**Work request:** Find the line in the material below that contains "Exercise. For every instance of the fallen", then give it again, with all later lines, exactly as shown.

**The data:**
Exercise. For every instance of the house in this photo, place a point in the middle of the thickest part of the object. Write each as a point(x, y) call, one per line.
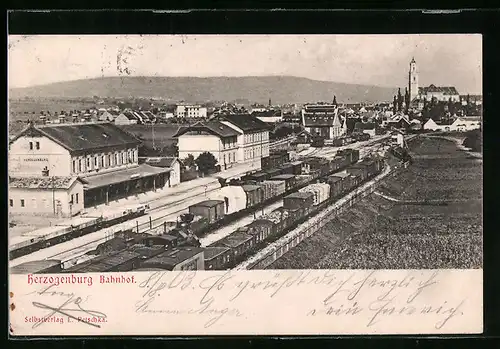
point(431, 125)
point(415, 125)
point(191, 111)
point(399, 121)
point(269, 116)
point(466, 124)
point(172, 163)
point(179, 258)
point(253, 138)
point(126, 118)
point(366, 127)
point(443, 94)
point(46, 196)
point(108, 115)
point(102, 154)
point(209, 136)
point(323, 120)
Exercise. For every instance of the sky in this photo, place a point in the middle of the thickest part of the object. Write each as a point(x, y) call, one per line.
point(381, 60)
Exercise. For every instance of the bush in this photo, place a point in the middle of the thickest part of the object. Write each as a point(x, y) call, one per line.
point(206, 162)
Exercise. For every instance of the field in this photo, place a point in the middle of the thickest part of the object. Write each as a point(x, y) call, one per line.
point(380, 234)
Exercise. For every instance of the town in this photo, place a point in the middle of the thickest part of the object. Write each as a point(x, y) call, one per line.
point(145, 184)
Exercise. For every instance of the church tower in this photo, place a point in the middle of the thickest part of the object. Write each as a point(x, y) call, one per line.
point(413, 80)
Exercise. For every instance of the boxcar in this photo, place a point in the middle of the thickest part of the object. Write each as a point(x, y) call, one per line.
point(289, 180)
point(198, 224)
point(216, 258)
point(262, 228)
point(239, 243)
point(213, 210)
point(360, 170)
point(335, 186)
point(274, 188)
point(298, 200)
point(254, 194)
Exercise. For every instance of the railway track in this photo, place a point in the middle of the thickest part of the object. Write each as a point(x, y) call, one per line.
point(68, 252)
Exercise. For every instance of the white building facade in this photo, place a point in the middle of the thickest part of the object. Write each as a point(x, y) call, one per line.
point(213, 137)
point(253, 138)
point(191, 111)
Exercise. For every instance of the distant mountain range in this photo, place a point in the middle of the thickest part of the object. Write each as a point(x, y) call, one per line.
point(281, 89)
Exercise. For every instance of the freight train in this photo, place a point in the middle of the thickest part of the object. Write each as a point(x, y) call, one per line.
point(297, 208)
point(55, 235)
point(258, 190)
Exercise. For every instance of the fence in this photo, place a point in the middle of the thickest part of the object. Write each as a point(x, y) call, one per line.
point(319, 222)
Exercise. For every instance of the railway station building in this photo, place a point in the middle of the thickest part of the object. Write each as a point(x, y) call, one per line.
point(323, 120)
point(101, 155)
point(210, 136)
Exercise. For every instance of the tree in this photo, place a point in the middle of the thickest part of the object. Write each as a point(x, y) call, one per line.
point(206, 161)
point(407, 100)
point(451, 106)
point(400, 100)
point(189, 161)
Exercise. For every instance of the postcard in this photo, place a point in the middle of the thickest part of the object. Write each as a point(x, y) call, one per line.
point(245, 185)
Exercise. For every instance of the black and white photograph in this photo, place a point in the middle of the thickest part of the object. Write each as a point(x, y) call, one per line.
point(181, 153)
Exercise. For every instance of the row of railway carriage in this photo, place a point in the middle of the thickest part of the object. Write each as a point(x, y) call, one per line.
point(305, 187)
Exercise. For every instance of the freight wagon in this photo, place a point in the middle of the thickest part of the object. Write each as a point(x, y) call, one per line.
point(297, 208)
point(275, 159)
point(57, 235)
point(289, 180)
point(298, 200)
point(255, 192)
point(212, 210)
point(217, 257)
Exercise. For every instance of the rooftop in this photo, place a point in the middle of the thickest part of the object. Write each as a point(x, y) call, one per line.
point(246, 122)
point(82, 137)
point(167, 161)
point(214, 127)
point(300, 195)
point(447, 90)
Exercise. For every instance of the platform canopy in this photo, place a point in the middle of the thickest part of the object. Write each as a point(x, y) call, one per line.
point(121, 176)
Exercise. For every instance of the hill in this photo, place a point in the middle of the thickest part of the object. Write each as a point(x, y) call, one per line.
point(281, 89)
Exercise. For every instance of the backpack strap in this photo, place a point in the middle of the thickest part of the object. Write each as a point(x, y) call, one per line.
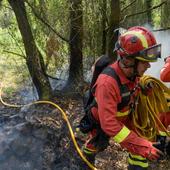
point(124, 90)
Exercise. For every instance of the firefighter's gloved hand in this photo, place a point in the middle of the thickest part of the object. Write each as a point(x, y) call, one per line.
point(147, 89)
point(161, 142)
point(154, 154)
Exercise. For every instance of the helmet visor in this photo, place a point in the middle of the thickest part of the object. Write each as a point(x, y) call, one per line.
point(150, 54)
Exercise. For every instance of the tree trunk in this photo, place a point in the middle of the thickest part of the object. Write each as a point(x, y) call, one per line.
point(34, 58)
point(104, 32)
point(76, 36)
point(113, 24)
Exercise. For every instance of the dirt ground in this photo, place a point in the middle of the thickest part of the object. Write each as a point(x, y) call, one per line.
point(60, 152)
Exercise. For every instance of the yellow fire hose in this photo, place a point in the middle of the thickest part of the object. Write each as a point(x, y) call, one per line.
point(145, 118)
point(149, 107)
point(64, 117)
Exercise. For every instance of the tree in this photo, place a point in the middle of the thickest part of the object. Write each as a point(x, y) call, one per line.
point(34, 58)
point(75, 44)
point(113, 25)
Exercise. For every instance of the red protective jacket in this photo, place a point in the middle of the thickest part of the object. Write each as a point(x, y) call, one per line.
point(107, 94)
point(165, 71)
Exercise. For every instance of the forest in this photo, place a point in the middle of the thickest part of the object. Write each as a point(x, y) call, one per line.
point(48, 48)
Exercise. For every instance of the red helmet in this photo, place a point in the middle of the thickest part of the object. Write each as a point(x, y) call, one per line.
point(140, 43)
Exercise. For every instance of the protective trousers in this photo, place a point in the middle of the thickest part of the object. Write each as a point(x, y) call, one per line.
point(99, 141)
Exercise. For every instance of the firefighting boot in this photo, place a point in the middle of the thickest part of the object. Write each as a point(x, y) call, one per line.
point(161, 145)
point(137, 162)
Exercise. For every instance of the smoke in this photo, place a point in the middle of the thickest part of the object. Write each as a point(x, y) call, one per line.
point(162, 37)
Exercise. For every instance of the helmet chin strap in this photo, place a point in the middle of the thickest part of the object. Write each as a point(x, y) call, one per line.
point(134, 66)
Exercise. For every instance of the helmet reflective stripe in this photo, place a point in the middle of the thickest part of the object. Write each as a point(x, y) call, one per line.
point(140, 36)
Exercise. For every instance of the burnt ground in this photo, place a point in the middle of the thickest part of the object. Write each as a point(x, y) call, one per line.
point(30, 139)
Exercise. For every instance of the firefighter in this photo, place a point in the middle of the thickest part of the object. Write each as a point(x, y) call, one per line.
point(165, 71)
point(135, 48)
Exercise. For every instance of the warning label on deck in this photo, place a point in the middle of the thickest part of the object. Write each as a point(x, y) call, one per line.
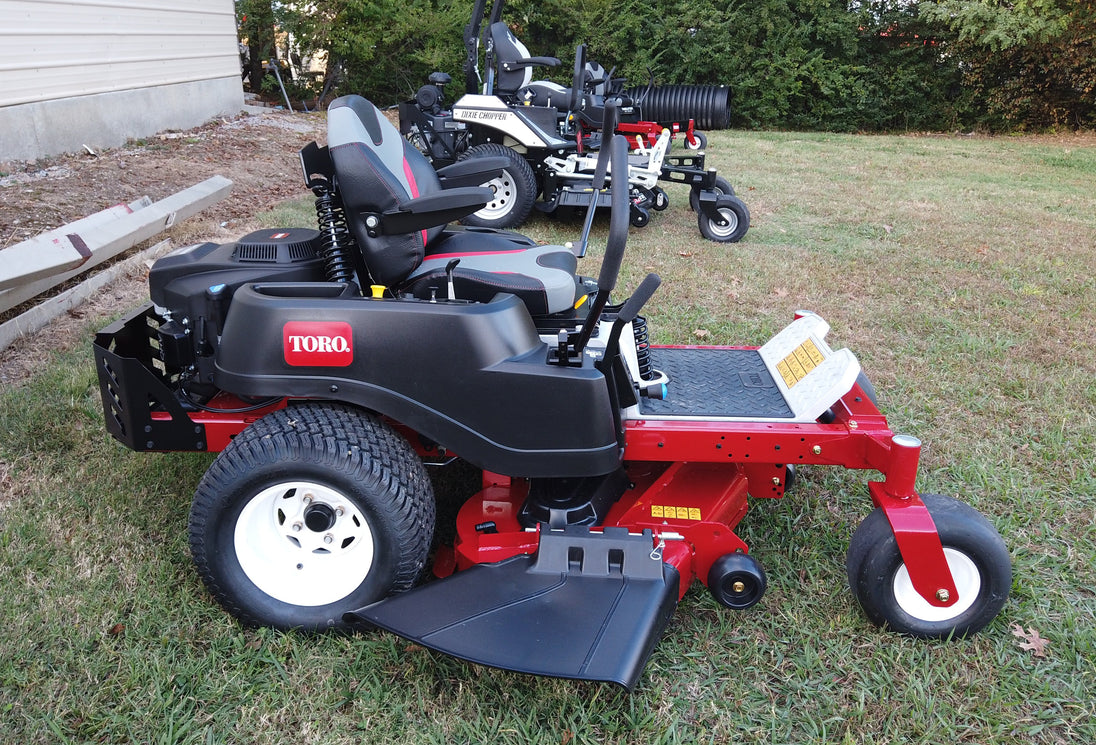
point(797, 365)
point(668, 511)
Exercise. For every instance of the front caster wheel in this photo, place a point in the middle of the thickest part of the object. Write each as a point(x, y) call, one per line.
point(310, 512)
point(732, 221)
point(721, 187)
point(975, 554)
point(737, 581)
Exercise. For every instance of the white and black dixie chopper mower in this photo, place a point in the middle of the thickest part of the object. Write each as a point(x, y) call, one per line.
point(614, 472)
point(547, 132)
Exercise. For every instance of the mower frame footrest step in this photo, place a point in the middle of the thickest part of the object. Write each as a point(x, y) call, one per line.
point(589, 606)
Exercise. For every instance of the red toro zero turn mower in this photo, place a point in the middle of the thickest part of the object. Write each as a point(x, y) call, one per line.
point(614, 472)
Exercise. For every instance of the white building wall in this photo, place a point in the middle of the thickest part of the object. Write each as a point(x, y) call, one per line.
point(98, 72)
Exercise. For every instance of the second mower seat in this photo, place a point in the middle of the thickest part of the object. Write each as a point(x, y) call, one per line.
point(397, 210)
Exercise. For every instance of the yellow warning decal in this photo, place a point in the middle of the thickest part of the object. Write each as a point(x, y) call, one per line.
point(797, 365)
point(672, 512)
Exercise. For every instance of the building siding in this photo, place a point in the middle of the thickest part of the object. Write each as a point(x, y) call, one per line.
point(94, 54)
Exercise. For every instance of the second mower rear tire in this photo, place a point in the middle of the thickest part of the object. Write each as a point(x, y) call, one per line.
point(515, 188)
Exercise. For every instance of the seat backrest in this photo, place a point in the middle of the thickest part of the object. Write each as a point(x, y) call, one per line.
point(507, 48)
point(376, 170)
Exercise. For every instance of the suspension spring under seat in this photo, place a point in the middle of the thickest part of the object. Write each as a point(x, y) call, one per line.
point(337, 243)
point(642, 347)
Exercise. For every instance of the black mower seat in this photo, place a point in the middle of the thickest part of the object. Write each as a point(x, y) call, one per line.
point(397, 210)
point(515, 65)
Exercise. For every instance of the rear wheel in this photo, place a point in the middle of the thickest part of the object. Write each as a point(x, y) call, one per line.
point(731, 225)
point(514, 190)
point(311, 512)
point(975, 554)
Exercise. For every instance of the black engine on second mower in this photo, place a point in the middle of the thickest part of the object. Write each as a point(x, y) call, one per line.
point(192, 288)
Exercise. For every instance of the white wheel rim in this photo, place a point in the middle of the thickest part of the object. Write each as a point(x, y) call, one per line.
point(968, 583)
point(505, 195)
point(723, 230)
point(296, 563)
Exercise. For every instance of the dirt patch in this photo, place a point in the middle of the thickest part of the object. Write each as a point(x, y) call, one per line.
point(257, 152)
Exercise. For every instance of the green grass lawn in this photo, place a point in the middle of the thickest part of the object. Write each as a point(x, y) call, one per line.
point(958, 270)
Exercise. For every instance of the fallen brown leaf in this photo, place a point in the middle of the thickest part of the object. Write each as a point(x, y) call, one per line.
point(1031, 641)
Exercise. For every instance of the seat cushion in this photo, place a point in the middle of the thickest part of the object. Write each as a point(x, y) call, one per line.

**Exercise result:**
Exercise. For every instance of the fallen brown leaf in this photo, place a point in the middle of the thickest part of the object. Write each as a point(x, y) call, one per line.
point(1031, 641)
Exercise. For every instance of the seat cushion in this photo, place a point in the middle of the thickest part of the object. Write each as a point(x, y) call, one per line.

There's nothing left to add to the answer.